▸ **What this task involves**:
Set down, without alteration, the lines from the one that contains "Confirm that each instance of the fingernail" through the final line of the material below.

▸ **Data extract**:
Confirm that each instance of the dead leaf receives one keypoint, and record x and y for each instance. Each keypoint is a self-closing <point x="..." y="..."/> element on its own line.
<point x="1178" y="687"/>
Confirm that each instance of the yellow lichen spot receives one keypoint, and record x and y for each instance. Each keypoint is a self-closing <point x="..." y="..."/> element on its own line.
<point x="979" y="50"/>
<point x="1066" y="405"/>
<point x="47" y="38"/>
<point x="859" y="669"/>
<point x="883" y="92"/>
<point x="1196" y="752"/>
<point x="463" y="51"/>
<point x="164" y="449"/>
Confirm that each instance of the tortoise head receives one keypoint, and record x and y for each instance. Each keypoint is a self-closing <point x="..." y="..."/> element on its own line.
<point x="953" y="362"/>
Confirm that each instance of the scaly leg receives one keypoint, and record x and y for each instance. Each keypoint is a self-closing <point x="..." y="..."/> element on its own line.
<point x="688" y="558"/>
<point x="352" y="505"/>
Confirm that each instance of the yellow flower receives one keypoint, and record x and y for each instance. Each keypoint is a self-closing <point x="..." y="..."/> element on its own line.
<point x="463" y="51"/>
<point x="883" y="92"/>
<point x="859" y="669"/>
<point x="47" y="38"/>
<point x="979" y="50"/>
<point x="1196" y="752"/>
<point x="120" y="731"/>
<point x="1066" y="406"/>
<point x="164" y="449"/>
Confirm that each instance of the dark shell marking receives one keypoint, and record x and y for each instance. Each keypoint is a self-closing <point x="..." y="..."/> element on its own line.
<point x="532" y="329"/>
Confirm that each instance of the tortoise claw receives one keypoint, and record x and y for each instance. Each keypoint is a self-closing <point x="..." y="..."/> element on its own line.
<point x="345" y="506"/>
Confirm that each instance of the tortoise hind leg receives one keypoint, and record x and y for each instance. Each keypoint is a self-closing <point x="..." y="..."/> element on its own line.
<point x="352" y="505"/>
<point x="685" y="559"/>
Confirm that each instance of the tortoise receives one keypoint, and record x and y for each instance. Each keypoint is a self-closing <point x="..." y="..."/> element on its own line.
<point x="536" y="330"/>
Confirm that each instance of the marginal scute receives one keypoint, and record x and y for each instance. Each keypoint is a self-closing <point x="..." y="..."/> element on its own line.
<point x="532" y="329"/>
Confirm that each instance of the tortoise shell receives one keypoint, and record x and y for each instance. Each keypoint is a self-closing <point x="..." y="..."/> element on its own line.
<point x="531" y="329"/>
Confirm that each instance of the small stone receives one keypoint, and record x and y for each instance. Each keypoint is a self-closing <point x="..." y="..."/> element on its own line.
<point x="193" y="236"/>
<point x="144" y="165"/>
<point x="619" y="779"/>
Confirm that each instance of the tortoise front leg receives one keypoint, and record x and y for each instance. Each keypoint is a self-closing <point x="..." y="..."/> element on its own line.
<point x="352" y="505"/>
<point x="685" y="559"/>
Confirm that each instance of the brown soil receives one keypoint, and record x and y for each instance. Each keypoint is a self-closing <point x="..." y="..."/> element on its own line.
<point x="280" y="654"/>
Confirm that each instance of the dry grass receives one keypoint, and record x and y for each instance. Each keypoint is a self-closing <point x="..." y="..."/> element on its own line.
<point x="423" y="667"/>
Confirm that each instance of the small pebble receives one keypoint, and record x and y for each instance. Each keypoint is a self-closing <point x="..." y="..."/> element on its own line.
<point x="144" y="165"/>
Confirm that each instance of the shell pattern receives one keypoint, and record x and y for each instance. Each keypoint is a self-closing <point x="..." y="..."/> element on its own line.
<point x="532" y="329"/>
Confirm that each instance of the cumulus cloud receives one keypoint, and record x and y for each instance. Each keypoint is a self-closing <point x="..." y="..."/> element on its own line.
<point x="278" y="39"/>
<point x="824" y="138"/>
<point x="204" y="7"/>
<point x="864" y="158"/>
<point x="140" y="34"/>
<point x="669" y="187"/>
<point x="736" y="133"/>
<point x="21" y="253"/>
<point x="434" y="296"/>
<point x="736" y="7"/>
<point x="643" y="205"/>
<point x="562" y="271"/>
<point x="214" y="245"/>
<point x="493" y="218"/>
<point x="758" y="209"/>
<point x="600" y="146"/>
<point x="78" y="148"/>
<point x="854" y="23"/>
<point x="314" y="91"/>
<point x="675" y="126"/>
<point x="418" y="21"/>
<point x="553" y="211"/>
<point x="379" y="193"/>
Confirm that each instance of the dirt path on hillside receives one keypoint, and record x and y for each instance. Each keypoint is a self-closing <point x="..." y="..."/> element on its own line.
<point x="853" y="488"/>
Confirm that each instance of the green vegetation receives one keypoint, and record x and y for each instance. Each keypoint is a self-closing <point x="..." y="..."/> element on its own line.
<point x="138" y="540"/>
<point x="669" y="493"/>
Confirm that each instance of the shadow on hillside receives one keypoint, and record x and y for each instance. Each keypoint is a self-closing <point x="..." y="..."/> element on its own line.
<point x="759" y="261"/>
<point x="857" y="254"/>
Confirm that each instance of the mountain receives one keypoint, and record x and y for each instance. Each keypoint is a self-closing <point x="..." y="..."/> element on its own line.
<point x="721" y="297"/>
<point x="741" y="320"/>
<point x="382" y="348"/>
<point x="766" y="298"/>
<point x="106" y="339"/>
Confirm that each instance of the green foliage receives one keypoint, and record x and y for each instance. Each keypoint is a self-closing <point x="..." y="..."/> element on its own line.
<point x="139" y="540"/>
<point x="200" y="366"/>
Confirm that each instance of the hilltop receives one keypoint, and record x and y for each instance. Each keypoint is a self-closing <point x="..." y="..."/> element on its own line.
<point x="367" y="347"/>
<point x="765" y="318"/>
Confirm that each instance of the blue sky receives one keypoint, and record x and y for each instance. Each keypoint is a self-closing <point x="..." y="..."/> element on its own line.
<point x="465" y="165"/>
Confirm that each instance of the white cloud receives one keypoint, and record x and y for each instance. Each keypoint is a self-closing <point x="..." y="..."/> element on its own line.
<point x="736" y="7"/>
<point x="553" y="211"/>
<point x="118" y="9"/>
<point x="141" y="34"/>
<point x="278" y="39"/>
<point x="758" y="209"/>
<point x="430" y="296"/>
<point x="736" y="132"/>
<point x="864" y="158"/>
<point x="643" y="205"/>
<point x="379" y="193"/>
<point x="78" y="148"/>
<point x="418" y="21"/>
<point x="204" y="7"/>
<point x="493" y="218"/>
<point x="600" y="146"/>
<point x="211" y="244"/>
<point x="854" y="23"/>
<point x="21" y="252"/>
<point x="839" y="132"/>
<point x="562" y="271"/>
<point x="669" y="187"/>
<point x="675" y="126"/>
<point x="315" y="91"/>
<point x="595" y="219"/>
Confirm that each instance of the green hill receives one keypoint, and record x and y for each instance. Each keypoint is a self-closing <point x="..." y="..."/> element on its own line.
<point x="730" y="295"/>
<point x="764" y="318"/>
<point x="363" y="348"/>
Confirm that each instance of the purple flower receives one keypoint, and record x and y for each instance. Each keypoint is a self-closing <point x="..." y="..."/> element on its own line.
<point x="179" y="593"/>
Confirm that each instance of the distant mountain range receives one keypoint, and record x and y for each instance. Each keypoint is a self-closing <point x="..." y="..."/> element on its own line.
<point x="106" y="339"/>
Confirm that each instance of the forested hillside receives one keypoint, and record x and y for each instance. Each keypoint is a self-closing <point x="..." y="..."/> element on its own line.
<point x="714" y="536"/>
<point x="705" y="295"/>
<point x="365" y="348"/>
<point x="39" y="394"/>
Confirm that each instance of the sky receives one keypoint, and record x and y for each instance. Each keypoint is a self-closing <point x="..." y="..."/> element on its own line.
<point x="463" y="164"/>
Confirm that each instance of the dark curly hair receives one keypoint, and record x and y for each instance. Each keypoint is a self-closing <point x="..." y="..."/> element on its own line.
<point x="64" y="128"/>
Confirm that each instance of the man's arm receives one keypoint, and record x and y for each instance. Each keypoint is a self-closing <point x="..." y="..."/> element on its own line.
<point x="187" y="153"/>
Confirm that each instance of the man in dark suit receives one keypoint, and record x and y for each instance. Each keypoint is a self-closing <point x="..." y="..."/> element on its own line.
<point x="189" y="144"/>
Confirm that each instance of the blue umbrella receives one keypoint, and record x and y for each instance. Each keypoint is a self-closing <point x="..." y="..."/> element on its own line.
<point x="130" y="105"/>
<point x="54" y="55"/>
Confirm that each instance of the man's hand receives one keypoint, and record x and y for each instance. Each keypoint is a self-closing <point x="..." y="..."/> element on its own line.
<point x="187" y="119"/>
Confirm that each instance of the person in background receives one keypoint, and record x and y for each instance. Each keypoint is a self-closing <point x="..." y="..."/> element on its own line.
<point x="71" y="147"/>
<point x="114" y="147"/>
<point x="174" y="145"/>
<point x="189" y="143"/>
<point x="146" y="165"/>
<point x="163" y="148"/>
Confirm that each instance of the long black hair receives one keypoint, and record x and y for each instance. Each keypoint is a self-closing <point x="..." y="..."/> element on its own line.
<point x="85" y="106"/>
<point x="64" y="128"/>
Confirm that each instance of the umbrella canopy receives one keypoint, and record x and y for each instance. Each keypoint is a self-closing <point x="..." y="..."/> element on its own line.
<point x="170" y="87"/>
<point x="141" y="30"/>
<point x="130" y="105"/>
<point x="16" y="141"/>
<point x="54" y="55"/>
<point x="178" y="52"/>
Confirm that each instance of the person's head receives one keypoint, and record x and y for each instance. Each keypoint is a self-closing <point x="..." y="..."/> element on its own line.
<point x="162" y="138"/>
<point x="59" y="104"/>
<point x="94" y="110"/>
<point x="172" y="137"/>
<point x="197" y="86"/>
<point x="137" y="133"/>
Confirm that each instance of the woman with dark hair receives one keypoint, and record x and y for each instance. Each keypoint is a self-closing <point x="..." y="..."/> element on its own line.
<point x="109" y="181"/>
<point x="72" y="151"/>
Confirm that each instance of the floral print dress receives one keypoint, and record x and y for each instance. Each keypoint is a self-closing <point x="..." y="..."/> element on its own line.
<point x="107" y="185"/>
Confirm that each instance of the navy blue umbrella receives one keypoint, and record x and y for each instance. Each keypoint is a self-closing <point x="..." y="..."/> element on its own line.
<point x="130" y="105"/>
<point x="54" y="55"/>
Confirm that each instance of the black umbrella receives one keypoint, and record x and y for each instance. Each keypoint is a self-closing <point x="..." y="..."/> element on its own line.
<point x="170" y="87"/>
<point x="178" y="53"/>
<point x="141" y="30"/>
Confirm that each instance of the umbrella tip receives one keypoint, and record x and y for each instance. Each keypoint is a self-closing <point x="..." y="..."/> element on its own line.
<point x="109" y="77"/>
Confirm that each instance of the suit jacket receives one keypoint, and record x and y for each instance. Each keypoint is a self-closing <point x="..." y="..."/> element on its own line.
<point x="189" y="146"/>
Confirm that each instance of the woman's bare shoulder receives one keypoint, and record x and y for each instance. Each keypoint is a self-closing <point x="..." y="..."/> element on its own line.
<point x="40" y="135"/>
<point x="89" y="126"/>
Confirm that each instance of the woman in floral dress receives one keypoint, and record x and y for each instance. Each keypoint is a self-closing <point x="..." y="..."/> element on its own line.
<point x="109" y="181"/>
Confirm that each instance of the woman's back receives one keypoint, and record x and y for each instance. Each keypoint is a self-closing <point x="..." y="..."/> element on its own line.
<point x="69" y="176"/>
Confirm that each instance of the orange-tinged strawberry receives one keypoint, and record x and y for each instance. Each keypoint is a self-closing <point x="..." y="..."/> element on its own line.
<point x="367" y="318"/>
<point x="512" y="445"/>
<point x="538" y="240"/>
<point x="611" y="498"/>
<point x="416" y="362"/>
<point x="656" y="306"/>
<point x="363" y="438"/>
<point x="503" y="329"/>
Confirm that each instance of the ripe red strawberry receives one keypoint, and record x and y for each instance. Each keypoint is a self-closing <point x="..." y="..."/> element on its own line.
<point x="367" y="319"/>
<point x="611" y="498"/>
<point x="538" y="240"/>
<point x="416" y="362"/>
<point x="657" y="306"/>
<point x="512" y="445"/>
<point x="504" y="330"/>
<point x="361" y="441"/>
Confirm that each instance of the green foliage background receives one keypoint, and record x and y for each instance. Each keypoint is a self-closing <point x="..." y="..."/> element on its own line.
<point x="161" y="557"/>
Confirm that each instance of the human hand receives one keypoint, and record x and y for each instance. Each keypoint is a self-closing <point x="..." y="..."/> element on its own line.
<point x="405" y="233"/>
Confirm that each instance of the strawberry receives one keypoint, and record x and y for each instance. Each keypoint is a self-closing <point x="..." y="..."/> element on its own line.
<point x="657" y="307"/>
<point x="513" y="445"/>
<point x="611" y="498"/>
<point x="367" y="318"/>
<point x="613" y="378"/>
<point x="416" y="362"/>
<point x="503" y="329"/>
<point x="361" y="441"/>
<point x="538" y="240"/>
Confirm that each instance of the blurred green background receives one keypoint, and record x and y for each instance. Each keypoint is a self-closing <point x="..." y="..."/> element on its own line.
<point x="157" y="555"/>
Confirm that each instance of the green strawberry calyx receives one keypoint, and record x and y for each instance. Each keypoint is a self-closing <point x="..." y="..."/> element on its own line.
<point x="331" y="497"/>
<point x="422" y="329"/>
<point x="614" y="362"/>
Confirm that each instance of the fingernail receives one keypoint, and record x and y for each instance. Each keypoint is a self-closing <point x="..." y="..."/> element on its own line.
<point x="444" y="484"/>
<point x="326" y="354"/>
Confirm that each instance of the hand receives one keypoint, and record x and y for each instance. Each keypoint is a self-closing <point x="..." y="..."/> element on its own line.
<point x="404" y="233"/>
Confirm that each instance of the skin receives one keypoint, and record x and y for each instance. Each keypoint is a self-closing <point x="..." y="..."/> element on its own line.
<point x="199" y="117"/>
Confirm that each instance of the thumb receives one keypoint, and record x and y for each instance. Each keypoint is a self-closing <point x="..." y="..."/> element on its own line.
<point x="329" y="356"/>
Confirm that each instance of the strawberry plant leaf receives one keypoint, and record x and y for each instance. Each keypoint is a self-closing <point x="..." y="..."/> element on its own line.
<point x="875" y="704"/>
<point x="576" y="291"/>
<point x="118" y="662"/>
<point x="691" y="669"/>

▸ **Task result**:
Confirm that each instance of the fingernail receives one keypoint, and record x and y for each instance. Each keypoint is a self-closing <point x="..." y="..."/> element on its own line.
<point x="444" y="484"/>
<point x="326" y="354"/>
Confirm that each instance of the hand receives one keypoint, and record x and y for each instance. Each keypoint is a self-closing <point x="..." y="..."/> element on its own line.
<point x="404" y="233"/>
Confirm that each instance of the skin receives one keypoint, and record x and y for each instance. Each keypoint is a self-closing <point x="..." y="..."/> element on its own line.
<point x="199" y="117"/>
Confirm that each instance of the thumb receives one keypoint, and record x and y for each instance. Each keypoint is a self-closing <point x="..." y="..."/> element on its own line.
<point x="329" y="356"/>
Confirm that each instance of the strawberry plant leaf receives one keypoint, and record x and y for each instance. Each keypoint is a self-closing <point x="..." y="..."/> element on its own line.
<point x="875" y="704"/>
<point x="576" y="291"/>
<point x="118" y="662"/>
<point x="691" y="669"/>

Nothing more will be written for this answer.